— RECORD EXTRACTS —
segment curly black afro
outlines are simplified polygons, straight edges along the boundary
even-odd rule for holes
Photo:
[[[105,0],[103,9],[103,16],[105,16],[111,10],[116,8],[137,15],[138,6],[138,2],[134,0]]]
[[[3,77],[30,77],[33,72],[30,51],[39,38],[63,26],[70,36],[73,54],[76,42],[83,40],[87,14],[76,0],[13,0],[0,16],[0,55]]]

— THE PROBLEM —
Output each line of the records above as a JSON list of strings, one string per line, with any blank lines omitted.

— THE COMPLETED TASK —
[
  "segment curly black afro",
  "outlines are simplified polygons, straight edges along the boundary",
  "even-odd rule for holes",
  "Photo:",
  "[[[105,0],[103,9],[103,16],[105,16],[111,10],[116,8],[137,15],[138,6],[138,2],[134,0]]]",
  "[[[3,77],[30,77],[33,72],[30,51],[39,38],[63,26],[70,36],[73,54],[76,42],[83,40],[87,14],[76,0],[13,0],[0,16],[0,55]]]"
]